The number one predictor of counseling success is the quality of the relationship between the client and the counselor—regardless of the theory or method used. You will want to find a counselor who is a good “fit” for you. If you have a counselor you trust and feel comfortable with, that opens the door to a productive and positive counseling experience.
Here are some important things to ask about and look for:
1. Qualifications. Licensure requirements vary by state, but in general a counselor needs to have completed a masters degree (or higher) in counseling psychology or a similar field, a period of supervised training/internship (usually lasting several years), and state and/or national licensing exams that cover counseling theory, process, technique, law, and ethics. An intern is a counselor-in-training working through the licensure process under a licensed supervisor. Your counselor should pursue continuing education and be in good standing with the state licensing board—information you can look up on the board’s section of the state government’s website.
2. Ethics. Counselors are bound by codes of ethics set either by state law or by their professional organizations. In general, these ethical codes emphasize the importance of confidentiality, clear relational and policy boundaries, respect for clients (including non-discrimination and non-exploitation), competence, professional relationships, and legal responsibilities. Examples of ethical codes include those set by CAMFT and NASW. Certainly, the vast majority of counselors work within prescribed ethical guidelines. However, if you suspect unethical behavior on the part of a practicing therapist, those concerns need to be addressed and may need to be reported to the governing licening board.
3. Clarity. You need to know what counseling is about and have your questions answered straightforwardly. As part of the informed consent process, your counselor will talk to you about your expectations and goals, the process of counseling, confidentiality and the counseling relationship, risks and benefits of counseling, fees and policies, and so forth. This information should be in writing as well. You should be able to ask questions at any time and get the answers you need to make informed decisions about counseling in general and to understand your counseling process in particular.
4. Therapist qualities. We all have some people and personalities we prefer and some we clash with. I’ve known excellent counselors who are blunt and opinionated, and I’ve known excellent counselors who tend to be diplomatic and flexible. Some work in concrete terms, others use metaphors and stories. Some use art and drama, others use meditation and reflection. Some talk a lot; some hardly say a word during the counseling hour. All can be effective. It may be helpful to interview a few therapists so you can choose the one that fits for you.
───
Transcribe verbatim the passage on choosing a counselor, from "3. Clarity. You" to "process in particular.", including both of those phrases.
───
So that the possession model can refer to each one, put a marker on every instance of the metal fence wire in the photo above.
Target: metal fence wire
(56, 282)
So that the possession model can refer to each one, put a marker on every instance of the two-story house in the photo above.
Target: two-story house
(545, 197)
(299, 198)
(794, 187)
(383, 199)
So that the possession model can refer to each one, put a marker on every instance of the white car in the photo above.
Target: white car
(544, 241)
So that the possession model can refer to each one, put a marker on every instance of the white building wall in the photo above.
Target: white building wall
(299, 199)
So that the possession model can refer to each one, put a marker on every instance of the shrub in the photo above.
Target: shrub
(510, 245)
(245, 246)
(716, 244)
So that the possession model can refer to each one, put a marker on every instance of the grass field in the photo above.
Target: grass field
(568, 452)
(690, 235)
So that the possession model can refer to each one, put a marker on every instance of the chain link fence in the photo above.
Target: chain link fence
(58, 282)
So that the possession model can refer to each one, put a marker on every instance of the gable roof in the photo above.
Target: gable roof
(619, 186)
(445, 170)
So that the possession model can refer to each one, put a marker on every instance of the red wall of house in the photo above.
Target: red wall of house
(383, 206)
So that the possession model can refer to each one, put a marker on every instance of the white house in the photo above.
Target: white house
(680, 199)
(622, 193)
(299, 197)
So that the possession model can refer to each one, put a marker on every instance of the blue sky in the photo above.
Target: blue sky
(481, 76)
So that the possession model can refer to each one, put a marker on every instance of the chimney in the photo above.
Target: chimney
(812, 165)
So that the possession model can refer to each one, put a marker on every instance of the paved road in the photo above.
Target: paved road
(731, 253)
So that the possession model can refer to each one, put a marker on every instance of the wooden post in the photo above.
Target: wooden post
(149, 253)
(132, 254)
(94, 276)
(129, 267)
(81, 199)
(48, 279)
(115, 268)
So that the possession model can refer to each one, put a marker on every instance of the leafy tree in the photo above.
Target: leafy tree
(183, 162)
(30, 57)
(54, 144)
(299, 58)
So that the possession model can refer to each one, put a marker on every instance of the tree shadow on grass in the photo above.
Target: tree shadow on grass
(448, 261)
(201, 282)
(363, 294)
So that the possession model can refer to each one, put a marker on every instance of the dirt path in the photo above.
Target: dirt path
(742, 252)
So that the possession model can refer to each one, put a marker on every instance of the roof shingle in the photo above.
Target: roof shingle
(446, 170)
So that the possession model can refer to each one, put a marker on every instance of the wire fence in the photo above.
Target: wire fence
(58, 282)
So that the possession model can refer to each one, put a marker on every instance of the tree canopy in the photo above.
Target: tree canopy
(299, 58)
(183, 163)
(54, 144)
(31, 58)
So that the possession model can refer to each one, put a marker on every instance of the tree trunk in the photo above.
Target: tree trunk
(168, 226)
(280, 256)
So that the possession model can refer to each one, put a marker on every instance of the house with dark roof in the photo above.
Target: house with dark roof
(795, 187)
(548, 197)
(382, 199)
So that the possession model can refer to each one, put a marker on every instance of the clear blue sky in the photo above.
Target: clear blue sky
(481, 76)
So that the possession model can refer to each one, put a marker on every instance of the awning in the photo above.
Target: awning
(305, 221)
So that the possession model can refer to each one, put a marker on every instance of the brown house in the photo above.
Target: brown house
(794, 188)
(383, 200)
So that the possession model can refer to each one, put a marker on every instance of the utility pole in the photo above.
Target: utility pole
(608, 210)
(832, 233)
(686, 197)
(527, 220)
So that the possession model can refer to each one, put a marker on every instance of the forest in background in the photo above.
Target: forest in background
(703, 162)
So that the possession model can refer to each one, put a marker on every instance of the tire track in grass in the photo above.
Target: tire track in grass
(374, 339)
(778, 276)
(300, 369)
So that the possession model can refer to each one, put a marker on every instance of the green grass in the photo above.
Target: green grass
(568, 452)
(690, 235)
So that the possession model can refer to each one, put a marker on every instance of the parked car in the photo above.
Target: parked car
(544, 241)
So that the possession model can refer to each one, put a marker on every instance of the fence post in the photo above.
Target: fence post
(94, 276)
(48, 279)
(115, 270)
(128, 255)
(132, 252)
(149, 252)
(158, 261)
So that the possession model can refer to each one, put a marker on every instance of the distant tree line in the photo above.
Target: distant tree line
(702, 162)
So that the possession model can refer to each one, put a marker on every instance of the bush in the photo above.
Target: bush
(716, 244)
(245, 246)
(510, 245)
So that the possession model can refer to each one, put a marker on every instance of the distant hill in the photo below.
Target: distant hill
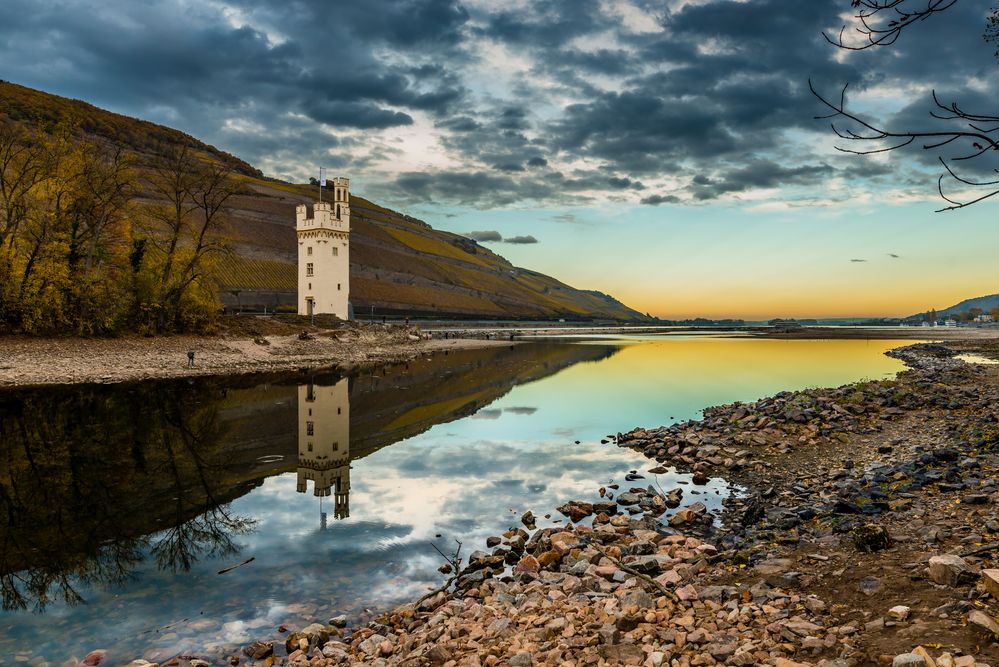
───
FINAL ANSWER:
3. Clarity. You need to know what counseling is about and have your questions answered straightforwardly. As part of the informed consent process, your counselor will talk to you about your expectations and goals, the process of counseling, confidentiality and the counseling relationship, risks and benefits of counseling, fees and policies, and so forth. This information should be in writing as well. You should be able to ask questions at any time and get the answers you need to make informed decisions about counseling in general and to understand your counseling process in particular.